Exercise instructions: Turn the items below into a numbered list, leaving out any blank lines.
— Begin Extracted records —
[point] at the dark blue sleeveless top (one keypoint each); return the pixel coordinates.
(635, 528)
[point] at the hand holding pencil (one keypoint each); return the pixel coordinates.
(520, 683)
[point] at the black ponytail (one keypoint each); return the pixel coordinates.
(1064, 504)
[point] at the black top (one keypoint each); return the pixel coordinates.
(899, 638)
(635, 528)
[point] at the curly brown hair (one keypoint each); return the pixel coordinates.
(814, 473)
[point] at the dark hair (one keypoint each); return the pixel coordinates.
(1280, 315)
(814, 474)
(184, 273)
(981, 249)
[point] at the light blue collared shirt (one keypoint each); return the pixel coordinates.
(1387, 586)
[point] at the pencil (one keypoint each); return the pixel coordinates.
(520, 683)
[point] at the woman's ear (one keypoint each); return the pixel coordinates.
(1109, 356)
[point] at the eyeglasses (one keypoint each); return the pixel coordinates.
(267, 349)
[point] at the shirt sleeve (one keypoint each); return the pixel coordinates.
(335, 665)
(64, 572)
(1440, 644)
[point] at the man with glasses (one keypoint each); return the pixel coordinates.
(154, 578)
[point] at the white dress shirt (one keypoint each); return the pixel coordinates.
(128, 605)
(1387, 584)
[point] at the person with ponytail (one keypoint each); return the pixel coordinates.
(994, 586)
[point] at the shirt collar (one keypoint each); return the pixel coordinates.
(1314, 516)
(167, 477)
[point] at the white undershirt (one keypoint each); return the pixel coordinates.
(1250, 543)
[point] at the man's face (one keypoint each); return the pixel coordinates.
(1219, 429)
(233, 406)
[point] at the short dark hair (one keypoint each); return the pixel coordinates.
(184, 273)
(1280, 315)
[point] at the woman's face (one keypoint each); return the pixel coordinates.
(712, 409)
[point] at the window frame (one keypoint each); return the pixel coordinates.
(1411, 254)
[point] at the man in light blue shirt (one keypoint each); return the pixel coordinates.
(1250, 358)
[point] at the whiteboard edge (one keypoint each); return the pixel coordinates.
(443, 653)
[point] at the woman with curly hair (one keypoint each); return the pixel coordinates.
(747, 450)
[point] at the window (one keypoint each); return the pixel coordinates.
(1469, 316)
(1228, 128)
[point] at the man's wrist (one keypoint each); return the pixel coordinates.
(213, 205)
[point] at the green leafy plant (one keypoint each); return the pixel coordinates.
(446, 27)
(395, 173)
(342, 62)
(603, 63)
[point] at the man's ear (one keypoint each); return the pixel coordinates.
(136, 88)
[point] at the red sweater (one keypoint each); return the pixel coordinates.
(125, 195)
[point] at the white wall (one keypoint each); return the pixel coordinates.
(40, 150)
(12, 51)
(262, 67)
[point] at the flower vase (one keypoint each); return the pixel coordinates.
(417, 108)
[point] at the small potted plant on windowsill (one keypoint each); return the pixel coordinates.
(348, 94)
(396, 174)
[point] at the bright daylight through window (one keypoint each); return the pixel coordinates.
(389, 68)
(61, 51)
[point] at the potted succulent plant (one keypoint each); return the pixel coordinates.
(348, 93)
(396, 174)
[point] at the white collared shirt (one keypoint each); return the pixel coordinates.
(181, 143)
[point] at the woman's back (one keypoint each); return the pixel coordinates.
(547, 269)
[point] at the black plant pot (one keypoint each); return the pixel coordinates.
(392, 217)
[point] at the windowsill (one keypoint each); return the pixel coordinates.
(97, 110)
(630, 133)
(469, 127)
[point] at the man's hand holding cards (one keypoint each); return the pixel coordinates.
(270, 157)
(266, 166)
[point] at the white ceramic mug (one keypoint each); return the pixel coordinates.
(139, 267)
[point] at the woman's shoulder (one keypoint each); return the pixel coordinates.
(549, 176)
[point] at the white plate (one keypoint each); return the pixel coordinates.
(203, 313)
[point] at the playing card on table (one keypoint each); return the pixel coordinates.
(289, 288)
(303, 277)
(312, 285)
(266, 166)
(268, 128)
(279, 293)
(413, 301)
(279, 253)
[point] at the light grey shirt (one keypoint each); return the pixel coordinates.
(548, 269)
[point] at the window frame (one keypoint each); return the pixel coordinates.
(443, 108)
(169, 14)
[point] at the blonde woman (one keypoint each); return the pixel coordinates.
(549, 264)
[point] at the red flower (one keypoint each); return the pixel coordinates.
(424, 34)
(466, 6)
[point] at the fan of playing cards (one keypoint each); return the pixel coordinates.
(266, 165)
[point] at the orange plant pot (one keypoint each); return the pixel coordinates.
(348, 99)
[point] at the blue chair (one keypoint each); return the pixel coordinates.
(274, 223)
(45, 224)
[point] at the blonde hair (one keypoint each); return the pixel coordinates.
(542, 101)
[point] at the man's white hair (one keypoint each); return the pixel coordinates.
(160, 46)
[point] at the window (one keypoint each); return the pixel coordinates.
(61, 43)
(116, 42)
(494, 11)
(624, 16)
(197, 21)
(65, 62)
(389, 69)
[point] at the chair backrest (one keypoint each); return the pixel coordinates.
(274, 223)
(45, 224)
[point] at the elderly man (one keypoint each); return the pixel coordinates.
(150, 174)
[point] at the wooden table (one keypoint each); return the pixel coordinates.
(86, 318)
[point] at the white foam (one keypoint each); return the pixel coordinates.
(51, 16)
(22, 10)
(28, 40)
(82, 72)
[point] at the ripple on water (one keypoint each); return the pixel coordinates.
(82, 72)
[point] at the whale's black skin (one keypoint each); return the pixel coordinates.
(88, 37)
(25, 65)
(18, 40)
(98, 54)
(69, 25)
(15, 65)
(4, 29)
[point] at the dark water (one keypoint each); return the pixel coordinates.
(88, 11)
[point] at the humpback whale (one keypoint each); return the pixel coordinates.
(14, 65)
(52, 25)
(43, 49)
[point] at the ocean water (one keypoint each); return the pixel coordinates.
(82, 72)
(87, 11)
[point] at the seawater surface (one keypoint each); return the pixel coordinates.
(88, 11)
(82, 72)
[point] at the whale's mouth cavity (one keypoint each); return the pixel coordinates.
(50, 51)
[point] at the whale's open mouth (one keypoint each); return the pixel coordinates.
— End Extracted records —
Reply to the exercise:
1. [point] at the dark blue sleeveless top (one keypoint each); return the pixel coordinates.
2. (635, 528)
3. [point] at the hand holding pencil (one keypoint each); return the pixel coordinates.
4. (520, 683)
5. [point] at the black ponytail (one keypoint each); return the pixel coordinates.
6. (1064, 504)
7. [point] at the black top (one keypoint each); return the pixel coordinates.
8. (899, 638)
9. (635, 528)
10. [point] at the curly brown hair (one keypoint each); return the pixel coordinates.
11. (814, 473)
12. [point] at the dark hair (one keypoint each); return the pixel coordinates.
13. (1280, 315)
14. (814, 474)
15. (184, 273)
16. (981, 249)
17. [point] at the light blue collared shirt (one keypoint each); return the pixel coordinates.
18. (1387, 586)
19. [point] at the pencil (one keypoint each); return the pixel coordinates.
20. (520, 683)
21. [point] at the woman's ear (one keypoint each); return the pixel coordinates.
22. (1109, 356)
23. [point] at the eyeglasses (one keypoint each); return the pixel coordinates.
24. (267, 349)
25. [point] at the shirt sleeve (one keypoint each); return the pixel coordinates.
26. (335, 665)
27. (64, 572)
28. (1440, 644)
29. [point] at the man with glasses (one keypoint each); return the pixel coordinates.
30. (154, 578)
31. [point] at the white dress shirt (one keypoint each); return the pixel coordinates.
32. (128, 605)
33. (1387, 584)
34. [point] at the person with ponytail (one keypoint each); return the pixel coordinates.
35. (994, 586)
36. [point] at the shirt collar (one keypoint each); return the pixel coordinates.
37. (1314, 516)
38. (167, 477)
39. [point] at the white undershirt (one keypoint each); return the pixel coordinates.
40. (1250, 543)
41. [point] at the man's face (one keypoint each); return the pixel coordinates.
42. (1219, 429)
43. (233, 406)
44. [point] at the short dark hair (one keypoint each); return the pixel coordinates.
45. (184, 273)
46. (1280, 315)
47. [point] at the woman's face (one keypoint each); return the pixel coordinates.
48. (712, 409)
49. [point] at the window frame (one keypoint each); return the pixel coordinates.
50. (1411, 254)
51. [point] at the man in light blue shirt (one keypoint each); return the pixel coordinates.
52. (1250, 358)
53. [point] at the whiteboard edge (one keypoint each); return the pixel coordinates.
54. (443, 653)
55. [point] at the woman with curly hair (one keypoint each); return the pixel coordinates.
56. (747, 450)
57. [point] at the window (one keypoint each); return the pixel coordinates.
58. (1469, 316)
59. (1228, 128)
60. [point] at the man's wrist (one keypoint each); return the pixel coordinates.
61. (213, 205)
62. [point] at the green leafy plant (one keypoint each); return the pixel coordinates.
63. (446, 27)
64. (395, 173)
65. (342, 62)
66. (603, 63)
67. [point] at the man's ear (one keypoint each); return the pixel coordinates.
68. (136, 88)
69. [point] at the red sweater (one keypoint each); return the pixel coordinates.
70. (125, 195)
71. [point] at the white wall (one keypoint each); return the pixel coordinates.
72. (40, 150)
73. (12, 51)
74. (262, 67)
75. [point] at the flower vase (one keypoint each); return the pixel coordinates.
76. (417, 108)
77. [point] at the small potted plant on windowsill (one keypoint each); return the pixel coordinates.
78. (348, 94)
79. (396, 174)
80. [point] at the bright daylight through window (one keypoint each); return the pixel coordinates.
81. (389, 68)
82. (61, 51)
83. [point] at the potted succulent plant (one keypoint each); return the pixel coordinates.
84. (348, 93)
85. (396, 174)
86. [point] at the white collared shirt (one keypoint each); return the pixel coordinates.
87. (181, 143)
88. [point] at the woman's back (one keypoint each); return the pixel coordinates.
89. (547, 269)
90. [point] at the black plant pot (one keypoint each); return the pixel coordinates.
91. (392, 217)
92. [point] at the windowsill (one keypoint each); return the pixel coordinates.
93. (97, 110)
94. (630, 133)
95. (469, 127)
96. [point] at the man's hand holding cards (one keypoint each); return the pixel coordinates.
97. (270, 157)
98. (266, 166)
99. [point] at the white ceramic mug (one keypoint each); return the pixel coordinates.
100. (139, 267)
101. [point] at the woman's shoulder (one keypoint each); return the pixel coordinates.
102. (549, 176)
103. [point] at the white plate (one keypoint each); return the pixel coordinates.
104. (203, 313)
105. [point] at the playing card on table (one keypoint each); return the pixel coordinates.
106. (289, 288)
107. (303, 277)
108. (312, 285)
109. (266, 166)
110. (268, 128)
111. (279, 293)
112. (413, 301)
113. (279, 253)
114. [point] at the light grey shirt (one keypoint each); return the pixel coordinates.
115. (548, 269)
116. [point] at the window frame (one keypoint each); return the pixel coordinates.
117. (443, 108)
118. (169, 14)
119. [point] at the blonde woman (one keypoint each); return the pixel coordinates.
120. (549, 264)
121. [point] at the red flower (one keypoint each); return the pixel coordinates.
122. (424, 34)
123. (466, 6)
124. [point] at the fan of playing cards (one keypoint each); return the pixel coordinates.
125. (266, 165)
126. [point] at the orange plant pot (one keypoint each); return the pixel coordinates.
127. (348, 99)
128. [point] at the blue chair (one keypoint each); return the pixel coordinates.
129. (274, 223)
130. (45, 224)
131. [point] at the blonde hair (one keypoint each); return the pixel coordinates.
132. (542, 101)
133. [point] at the man's white hair (one keypoint each); return the pixel coordinates.
134. (160, 46)
135. [point] at the window (one keypoint each); return the pixel coordinates.
136. (61, 43)
137. (116, 42)
138. (494, 11)
139. (624, 16)
140. (197, 21)
141. (65, 62)
142. (389, 69)
143. [point] at the chair backrest (one keypoint each); return the pixel coordinates.
144. (274, 223)
145. (45, 224)
146. [point] at the elderly man (one keypoint each); return the pixel coordinates.
147. (150, 174)
148. [point] at the wooden table (one keypoint each); return the pixel coordinates.
149. (86, 318)
150. [point] at the white foam (one keypoint each); return the pixel coordinates.
151. (51, 16)
152. (22, 10)
153. (28, 40)
154. (82, 72)
155. [point] at the ripple on water (one keypoint each); return the pixel coordinates.
156. (82, 72)
157. [point] at the whale's black skin (one keypoint each); return the pixel coordinates.
158. (88, 37)
159. (25, 65)
160. (18, 40)
161. (98, 54)
162. (69, 25)
163. (15, 65)
164. (4, 29)
165. [point] at the dark water (one keypoint each); return the pixel coordinates.
166. (88, 11)
167. [point] at the humpback whale (one keypoint each); return the pixel coordinates.
168. (14, 65)
169. (52, 25)
170. (43, 49)
171. [point] at the ocean water (one keypoint each); return the pixel coordinates.
172. (82, 72)
173. (87, 11)
174. [point] at the seawater surface (one keypoint each); return the pixel coordinates.
175. (88, 11)
176. (82, 72)
177. [point] at the whale's mouth cavity (one keypoint each); return the pixel coordinates.
178. (50, 51)
179. [point] at the whale's open mouth (one keypoint each); return the pixel coordinates.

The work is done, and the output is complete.